Criminal justice law marks milestone for family of Andrew Kearse

When the Andrew Kearse Act was signed into New York state law on Monday, it marked a major milestone in his widow’s fight for justice – but she says more work must be done on a federal level. 
The law requires law enforcement officers to seek care for any person in their custody experiencing a medical episode or mental health crisis. If they do not, they can now be held liable in civil court.
The policy was inspired by the death of 36-year-old Andrew Kearse – a Bronx man who died while he was under arrest in Schenectady three years ago.
Kearse's family says he died of a heart attack as dash camera footage shows him pleading for help 70 times in 17 minutes from the backseat of a squad car.
The officer behind the wheel was never criminally charged.

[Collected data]

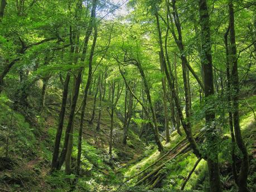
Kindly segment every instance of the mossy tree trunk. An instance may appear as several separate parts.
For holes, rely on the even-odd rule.
[[[212,62],[211,53],[210,24],[208,9],[205,0],[199,1],[201,38],[202,42],[202,65],[204,70],[204,88],[205,95],[205,124],[207,127],[206,140],[209,144],[207,150],[210,151],[207,156],[209,174],[210,188],[211,192],[222,191],[219,167],[218,151],[216,150],[218,145],[218,136],[216,136],[215,124],[214,105],[211,102],[214,95]],[[215,148],[215,149],[214,149]]]

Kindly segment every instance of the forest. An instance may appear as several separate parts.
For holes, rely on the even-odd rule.
[[[0,0],[0,191],[256,191],[255,0]]]

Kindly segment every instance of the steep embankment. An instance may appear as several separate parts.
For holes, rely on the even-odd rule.
[[[22,114],[15,111],[11,107],[12,103],[8,98],[1,96],[1,190],[9,191],[66,191],[72,189],[73,184],[70,181],[73,180],[69,179],[74,179],[74,175],[66,175],[63,171],[56,172],[52,175],[49,174],[61,95],[56,90],[54,92],[55,93],[51,93],[46,98],[46,107],[41,114],[33,109]],[[69,114],[69,105],[67,107],[66,119]],[[130,129],[129,134],[132,134],[133,136],[128,140],[128,144],[124,145],[122,144],[123,125],[115,115],[113,159],[110,160],[108,143],[110,120],[106,110],[107,103],[103,102],[99,132],[96,131],[98,108],[95,109],[94,122],[91,124],[89,123],[93,108],[93,97],[89,96],[83,131],[81,162],[83,176],[76,180],[76,190],[78,191],[110,190],[112,186],[116,185],[119,181],[117,178],[118,169],[126,166],[129,161],[136,159],[142,153],[144,147],[132,129]],[[72,158],[74,166],[77,154],[79,119],[78,113],[74,124],[74,146]]]
[[[55,90],[56,91],[56,90]],[[197,161],[185,137],[176,131],[170,143],[166,144],[165,155],[156,147],[146,146],[132,128],[128,145],[122,144],[122,124],[115,115],[114,119],[114,158],[108,155],[109,115],[103,102],[102,123],[100,132],[96,131],[98,109],[94,122],[90,124],[93,107],[93,97],[88,98],[83,132],[83,176],[78,180],[74,175],[66,175],[60,171],[49,175],[52,152],[60,107],[60,92],[52,91],[46,99],[42,115],[35,110],[23,114],[11,109],[12,102],[1,96],[0,107],[0,189],[9,191],[113,191],[123,181],[123,191],[149,191],[161,188],[167,191],[180,189],[189,173],[198,163],[185,189],[206,191],[209,190],[207,165],[204,160]],[[255,189],[256,122],[252,109],[256,111],[256,96],[240,101],[240,125],[250,156],[249,186]],[[98,101],[97,101],[98,102]],[[98,106],[98,105],[96,105]],[[69,114],[69,105],[67,114]],[[75,121],[73,166],[75,165],[79,114]],[[66,122],[65,122],[66,123]],[[202,121],[195,124],[193,132],[197,140],[202,140]],[[64,128],[65,126],[64,126]],[[221,181],[225,189],[234,188],[231,174],[230,142],[228,127],[223,127],[223,152],[220,155]],[[127,181],[127,180],[129,180]],[[76,180],[75,188],[73,188]],[[135,186],[134,187],[131,187]]]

> **Questions**
1. In the article on the Andrew Kearse Act, change "mental health crisis" to "psychiatric emergency" and give the stretch from "The law requires" through "in civil court." again with that change.
2. Continue the article on the Andrew Kearse Act from the point where it stops.

> **Results by task**
1.
The law requires law enforcement officers to seek care for any person in their custody experiencing a medical episode or psychiatric emergency. If they do not, they can now be held liable in civil court.

2.
Assemblywoman Nathalia Fernandez and Angelique Negroni-Kearse, Andrew Kearse's widow, are working to make it a criminal offense for officers to ignore anyone in police custody experiencing medical distress. Sen. Kirsten Gillibrand is co-sponsoring a federal bill that aims to do the same nationally.
In New York City, Mayor Bill de Blasio announced new reforms for members of the NYPD on Wednesday including making police disciplinary records available online and giving the Internal Affairs Bureau two weeks to complete investigations into officers accused of causing substantial injury.
While Pat Lynch, the president of the Patrolman's Benevolent Association criticized the move, other officials applauded the effort. However, they are asking the mayor to release more details about the plans.